What the task requires - How many lines in the items below contain the string "grey", with case counting? Reply with the number alone.

□ □ □ □ □

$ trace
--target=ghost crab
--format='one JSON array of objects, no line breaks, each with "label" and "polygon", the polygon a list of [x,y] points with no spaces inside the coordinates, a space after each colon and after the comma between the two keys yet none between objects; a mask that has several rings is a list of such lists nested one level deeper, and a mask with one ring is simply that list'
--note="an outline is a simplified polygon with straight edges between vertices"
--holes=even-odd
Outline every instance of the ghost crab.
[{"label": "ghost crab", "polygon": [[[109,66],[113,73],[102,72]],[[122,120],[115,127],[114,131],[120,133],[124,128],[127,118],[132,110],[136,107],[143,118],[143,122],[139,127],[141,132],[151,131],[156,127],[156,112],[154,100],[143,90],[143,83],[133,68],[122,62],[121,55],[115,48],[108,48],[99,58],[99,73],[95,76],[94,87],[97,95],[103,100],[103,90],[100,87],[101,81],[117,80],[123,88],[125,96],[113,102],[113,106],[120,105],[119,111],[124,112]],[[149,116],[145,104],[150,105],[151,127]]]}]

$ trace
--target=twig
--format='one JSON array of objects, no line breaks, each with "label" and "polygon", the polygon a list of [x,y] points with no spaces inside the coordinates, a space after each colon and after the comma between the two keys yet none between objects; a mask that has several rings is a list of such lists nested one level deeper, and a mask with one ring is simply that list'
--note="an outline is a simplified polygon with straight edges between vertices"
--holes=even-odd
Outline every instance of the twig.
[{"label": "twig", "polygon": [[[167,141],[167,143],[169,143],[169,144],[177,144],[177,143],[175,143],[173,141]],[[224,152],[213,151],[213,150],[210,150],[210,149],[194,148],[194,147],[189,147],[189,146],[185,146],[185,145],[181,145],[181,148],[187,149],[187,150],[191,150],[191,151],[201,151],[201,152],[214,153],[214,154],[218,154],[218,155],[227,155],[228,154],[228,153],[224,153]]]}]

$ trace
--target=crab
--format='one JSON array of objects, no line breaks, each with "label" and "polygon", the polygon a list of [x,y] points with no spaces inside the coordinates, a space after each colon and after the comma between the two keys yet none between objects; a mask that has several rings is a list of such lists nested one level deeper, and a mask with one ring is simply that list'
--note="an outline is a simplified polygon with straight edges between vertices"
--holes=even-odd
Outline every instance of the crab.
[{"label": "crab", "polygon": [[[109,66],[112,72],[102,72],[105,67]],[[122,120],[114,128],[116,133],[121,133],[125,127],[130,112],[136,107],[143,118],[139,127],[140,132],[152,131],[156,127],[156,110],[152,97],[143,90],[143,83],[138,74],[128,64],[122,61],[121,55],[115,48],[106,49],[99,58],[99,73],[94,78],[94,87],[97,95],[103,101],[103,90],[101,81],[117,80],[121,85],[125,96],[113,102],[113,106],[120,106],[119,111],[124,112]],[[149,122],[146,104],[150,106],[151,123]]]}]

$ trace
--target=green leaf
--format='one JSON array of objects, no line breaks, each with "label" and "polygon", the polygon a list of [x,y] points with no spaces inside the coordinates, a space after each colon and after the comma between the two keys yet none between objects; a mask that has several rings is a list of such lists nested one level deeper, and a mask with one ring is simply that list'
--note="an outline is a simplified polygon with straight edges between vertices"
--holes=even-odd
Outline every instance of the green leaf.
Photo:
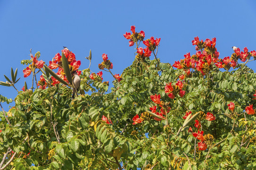
[{"label": "green leaf", "polygon": [[24,91],[26,92],[27,90],[27,85],[26,85],[26,81],[24,83]]},{"label": "green leaf", "polygon": [[72,150],[77,152],[79,148],[79,143],[77,139],[74,139],[70,142],[70,146]]},{"label": "green leaf", "polygon": [[56,161],[54,161],[51,163],[51,165],[54,168],[55,168],[56,170],[58,170],[60,169],[60,167],[59,166],[59,163],[58,163]]},{"label": "green leaf", "polygon": [[62,60],[62,65],[63,66],[65,74],[66,75],[68,81],[69,83],[72,85],[72,76],[71,73],[70,72],[70,69],[69,69],[69,66],[68,65],[68,61],[67,58],[66,58],[63,52],[61,53],[61,59]]},{"label": "green leaf", "polygon": [[12,68],[11,68],[11,80],[13,82],[15,82],[15,80],[14,79],[14,72],[13,72],[13,69]]},{"label": "green leaf", "polygon": [[108,141],[105,143],[105,151],[107,153],[110,153],[112,150],[113,147],[113,140],[111,139],[109,139]]},{"label": "green leaf", "polygon": [[15,70],[15,72],[14,73],[14,82],[16,83],[16,78],[17,77],[17,73],[18,73],[18,68],[16,68],[16,70]]},{"label": "green leaf", "polygon": [[52,71],[49,67],[47,67],[45,64],[44,64],[45,71],[48,71],[53,77],[55,78],[58,81],[61,83],[62,84],[69,86],[69,85],[63,79],[55,73]]},{"label": "green leaf", "polygon": [[9,83],[10,83],[11,84],[11,81],[10,80],[10,79],[9,79],[9,78],[8,78],[8,77],[7,77],[7,76],[5,76],[5,75],[4,75],[4,77],[5,77],[5,79],[6,79],[7,81],[8,81],[8,82],[9,82]]}]

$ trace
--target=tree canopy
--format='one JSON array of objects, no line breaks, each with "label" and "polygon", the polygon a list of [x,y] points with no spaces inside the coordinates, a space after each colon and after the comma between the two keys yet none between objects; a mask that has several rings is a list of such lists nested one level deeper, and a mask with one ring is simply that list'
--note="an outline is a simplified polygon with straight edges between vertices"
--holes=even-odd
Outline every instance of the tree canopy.
[{"label": "tree canopy", "polygon": [[[216,38],[195,37],[195,54],[163,63],[161,39],[131,31],[124,36],[136,46],[132,64],[114,75],[107,54],[99,64],[113,77],[111,88],[102,72],[79,69],[67,48],[49,64],[40,52],[22,61],[30,89],[16,89],[17,70],[5,75],[0,85],[18,94],[0,115],[0,170],[256,168],[256,74],[246,65],[256,52],[236,47],[221,59]],[[72,100],[75,72],[81,84]]]}]

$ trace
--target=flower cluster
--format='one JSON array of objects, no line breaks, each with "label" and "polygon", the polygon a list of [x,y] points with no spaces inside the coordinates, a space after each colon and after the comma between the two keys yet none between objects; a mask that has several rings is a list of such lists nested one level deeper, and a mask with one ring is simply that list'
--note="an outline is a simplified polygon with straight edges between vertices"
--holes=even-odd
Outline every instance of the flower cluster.
[{"label": "flower cluster", "polygon": [[178,94],[182,97],[185,93],[185,91],[182,90],[182,87],[183,87],[183,84],[180,80],[179,80],[178,83],[173,85],[171,85],[171,82],[169,84],[166,84],[166,85],[164,87],[164,92],[168,94],[168,96],[171,99],[174,99]]},{"label": "flower cluster", "polygon": [[31,57],[32,59],[32,63],[23,70],[24,77],[26,77],[30,75],[31,72],[34,71],[35,68],[42,68],[43,67],[43,64],[45,63],[42,60],[38,61],[37,60],[37,56],[36,55],[35,57],[34,57],[31,54]]},{"label": "flower cluster", "polygon": [[131,31],[132,34],[131,34],[130,33],[126,32],[125,34],[124,34],[124,36],[128,40],[130,40],[129,42],[129,46],[132,46],[134,45],[134,43],[137,43],[138,41],[143,41],[145,37],[145,33],[143,31],[141,31],[139,33],[135,32],[135,26],[131,26]]},{"label": "flower cluster", "polygon": [[157,106],[152,106],[152,107],[150,108],[149,109],[151,110],[151,112],[152,113],[155,114],[162,119],[154,117],[146,111],[141,113],[141,116],[140,117],[139,117],[138,114],[137,114],[136,116],[133,117],[132,119],[134,122],[133,123],[133,125],[140,123],[145,119],[148,120],[151,119],[154,119],[155,120],[160,121],[165,119],[165,117],[164,117],[164,116],[163,115],[166,115],[166,114],[169,113],[170,111],[171,110],[171,108],[169,106],[170,102],[164,102],[163,101],[161,101],[160,100],[160,94],[151,95],[150,96],[150,98],[155,103],[159,104],[161,109],[160,109],[160,112],[156,111],[157,109]]},{"label": "flower cluster", "polygon": [[[215,47],[216,38],[213,38],[212,41],[206,39],[204,42],[202,40],[199,41],[198,37],[195,37],[195,40],[192,41],[192,44],[196,45],[196,54],[191,56],[190,53],[187,53],[184,55],[184,59],[175,61],[172,66],[182,69],[187,76],[190,73],[190,68],[193,69],[195,67],[203,75],[208,74],[213,69],[213,64],[217,63],[220,55]],[[180,78],[182,79],[184,78],[181,77]]]},{"label": "flower cluster", "polygon": [[[69,67],[71,74],[73,75],[75,72],[77,72],[77,75],[79,76],[81,74],[81,71],[78,71],[79,67],[81,65],[81,61],[80,60],[77,61],[76,60],[76,56],[72,51],[69,51],[67,48],[61,50],[61,52],[64,54],[68,60],[68,66]],[[62,65],[62,57],[59,53],[57,53],[54,58],[53,61],[49,61],[49,68],[51,69],[58,68],[57,75],[59,76],[60,78],[63,79],[64,81],[68,83],[66,74],[65,74],[63,67]],[[52,85],[58,84],[60,83],[60,82],[58,81],[56,78],[51,76],[51,79],[53,83]]]},{"label": "flower cluster", "polygon": [[123,78],[122,78],[122,76],[119,76],[119,74],[116,74],[114,76],[115,77],[115,78],[116,79],[116,80],[117,80],[117,81],[118,81],[119,82],[120,82],[120,81],[123,79]]},{"label": "flower cluster", "polygon": [[99,68],[100,69],[103,69],[104,68],[108,69],[113,68],[113,64],[110,62],[109,60],[108,60],[108,54],[103,54],[102,59],[103,61],[101,64],[99,64]]},{"label": "flower cluster", "polygon": [[145,58],[149,57],[151,55],[151,51],[149,51],[148,47],[144,49],[142,47],[138,48],[136,52],[137,54],[136,57],[140,61],[143,61]]},{"label": "flower cluster", "polygon": [[97,74],[93,73],[90,75],[90,78],[92,80],[102,82],[102,80],[103,80],[103,77],[102,77],[102,71],[99,71],[99,73],[97,73]]},{"label": "flower cluster", "polygon": [[103,120],[103,121],[105,121],[106,122],[106,123],[108,124],[112,124],[111,120],[110,120],[110,122],[109,121],[109,120],[108,119],[108,118],[106,117],[105,117],[105,116],[104,116],[104,115],[102,116],[102,120]]},{"label": "flower cluster", "polygon": [[154,37],[152,36],[150,39],[143,41],[143,43],[148,48],[149,50],[153,51],[156,48],[156,47],[159,45],[161,38],[156,38],[155,40]]},{"label": "flower cluster", "polygon": [[47,86],[47,84],[43,75],[40,76],[40,80],[37,82],[37,86],[39,86],[39,88],[41,88],[43,90],[45,89]]}]

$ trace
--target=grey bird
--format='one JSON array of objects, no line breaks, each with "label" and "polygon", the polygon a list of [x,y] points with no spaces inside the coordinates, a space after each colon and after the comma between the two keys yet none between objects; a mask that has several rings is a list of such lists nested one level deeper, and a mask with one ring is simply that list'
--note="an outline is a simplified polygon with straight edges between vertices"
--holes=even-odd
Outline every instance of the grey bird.
[{"label": "grey bird", "polygon": [[76,92],[77,91],[79,90],[80,87],[80,84],[81,83],[81,78],[80,76],[77,75],[77,71],[75,72],[74,73],[74,76],[73,79],[73,84],[74,85],[74,89],[73,90],[73,94],[72,95],[71,99],[73,100],[75,98],[75,94],[76,94]]},{"label": "grey bird", "polygon": [[235,50],[237,49],[238,48],[237,47],[235,47],[235,46],[233,46],[232,47],[231,47],[232,49],[233,49],[233,50],[234,50],[234,52],[236,52],[235,51]]}]

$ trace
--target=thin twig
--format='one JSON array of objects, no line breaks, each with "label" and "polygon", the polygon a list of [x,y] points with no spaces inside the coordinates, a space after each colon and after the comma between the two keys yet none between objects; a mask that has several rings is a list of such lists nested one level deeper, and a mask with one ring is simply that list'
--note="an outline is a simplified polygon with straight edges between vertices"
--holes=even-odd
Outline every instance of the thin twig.
[{"label": "thin twig", "polygon": [[12,151],[10,147],[9,147],[8,149],[7,150],[7,152],[6,152],[6,153],[5,153],[4,154],[4,156],[3,157],[2,162],[0,163],[0,168],[2,168],[2,167],[3,166],[3,165],[4,164],[4,161],[6,159],[6,157],[7,157],[7,155],[8,155],[8,154],[10,153],[11,153],[11,151]]},{"label": "thin twig", "polygon": [[8,162],[6,163],[6,164],[3,167],[2,167],[2,168],[0,168],[0,170],[4,170],[5,168],[6,168],[7,166],[8,166],[10,164],[10,163],[12,162],[12,160],[13,160],[13,159],[14,159],[14,157],[15,157],[16,154],[17,154],[17,153],[14,153],[11,159],[10,159],[10,161],[8,161]]},{"label": "thin twig", "polygon": [[186,154],[185,153],[183,153],[183,154],[186,156],[186,157],[187,157],[187,159],[188,159],[188,165],[189,165],[189,168],[190,168],[190,170],[192,170],[191,164],[190,163],[190,161],[189,161],[189,158],[188,158],[188,157]]},{"label": "thin twig", "polygon": [[54,131],[54,133],[55,134],[55,136],[56,136],[57,140],[58,140],[58,142],[59,142],[59,144],[60,144],[60,138],[59,137],[59,134],[58,133],[58,131],[57,131],[57,132],[56,132],[56,130],[55,129],[55,127],[56,126],[58,123],[55,122],[54,123],[54,124],[53,125],[53,123],[51,122],[51,124],[52,124],[52,126],[53,126],[53,130]]},{"label": "thin twig", "polygon": [[0,106],[1,106],[1,108],[2,108],[2,110],[3,110],[3,113],[4,113],[4,117],[5,118],[5,119],[6,119],[6,120],[7,120],[7,122],[9,124],[9,125],[11,127],[11,125],[10,123],[9,120],[8,120],[8,119],[7,119],[7,117],[5,115],[5,111],[4,110],[4,109],[2,107],[2,105],[1,104],[1,103],[0,103]]},{"label": "thin twig", "polygon": [[114,157],[114,159],[115,159],[115,160],[116,161],[116,163],[118,165],[118,167],[119,168],[119,170],[122,170],[122,167],[121,166],[121,165],[120,165],[120,163],[118,162],[118,160],[117,160],[117,158],[116,157]]}]

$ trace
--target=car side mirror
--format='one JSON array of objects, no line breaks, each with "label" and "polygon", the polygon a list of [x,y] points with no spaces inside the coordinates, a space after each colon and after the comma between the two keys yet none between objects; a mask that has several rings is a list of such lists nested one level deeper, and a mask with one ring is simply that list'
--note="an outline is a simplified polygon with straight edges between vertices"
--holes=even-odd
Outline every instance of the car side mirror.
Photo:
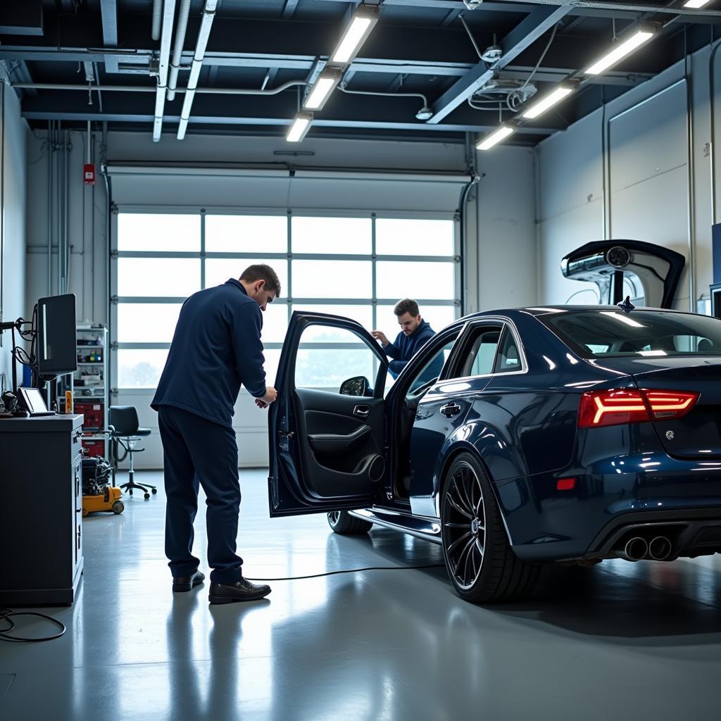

□ □ □ □ □

Output of the exercise - 3